== Directive ==
Turn every line of the entries below into a JSON list of strings, one string per line, leaving out blank lines and the pictures.

[Pointing and labeling entries]
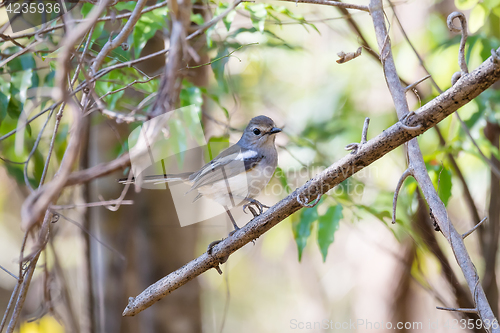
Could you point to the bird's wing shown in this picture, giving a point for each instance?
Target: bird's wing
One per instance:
(227, 164)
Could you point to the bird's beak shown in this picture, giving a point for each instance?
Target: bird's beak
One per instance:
(274, 130)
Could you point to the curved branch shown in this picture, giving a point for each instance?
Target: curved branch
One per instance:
(420, 174)
(406, 174)
(427, 116)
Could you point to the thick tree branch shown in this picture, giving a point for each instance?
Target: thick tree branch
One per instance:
(469, 87)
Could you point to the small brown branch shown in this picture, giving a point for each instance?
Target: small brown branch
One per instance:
(21, 298)
(406, 174)
(345, 57)
(93, 204)
(101, 19)
(463, 29)
(457, 309)
(474, 228)
(332, 3)
(420, 174)
(488, 161)
(468, 197)
(100, 170)
(121, 37)
(428, 116)
(355, 146)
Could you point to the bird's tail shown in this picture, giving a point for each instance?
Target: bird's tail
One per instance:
(158, 179)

== Written reply ==
[
  "Could you point to the bird's wing shown in this picture, giving a point for each instance?",
  "Target: bird's wing",
  "One per instance:",
  "(227, 164)",
  "Could you point to the bird's beak shown in this picture, giving a point for each instance?",
  "Target: bird's beak",
  "One per instance:",
  "(274, 130)",
  "Could you point to the curved branch shown in this picture, giving a point for each instance?",
  "Target: curved branch",
  "One per instance:",
  "(420, 174)",
  "(406, 174)",
  "(427, 116)",
  "Could you point to the thick tree branch shown in this picture, giving a point for each instance?",
  "Target: thick tree branch",
  "One per instance:",
  "(469, 87)",
  "Could you point to the small brown branch shown in this picture, giving a point for each instance?",
  "Target: small brown branch",
  "One per instance:",
  "(21, 298)",
  "(406, 174)",
  "(345, 57)",
  "(93, 204)",
  "(101, 19)",
  "(463, 29)",
  "(457, 309)",
  "(474, 228)",
  "(332, 3)",
  "(420, 174)",
  "(488, 161)",
  "(468, 197)",
  "(100, 170)",
  "(121, 37)",
  "(428, 116)",
  "(355, 146)",
  "Could you point to the bird's tail shown in this picture, giving a point for each instance?",
  "Target: bird's tail",
  "One per instance:",
  "(158, 179)"
]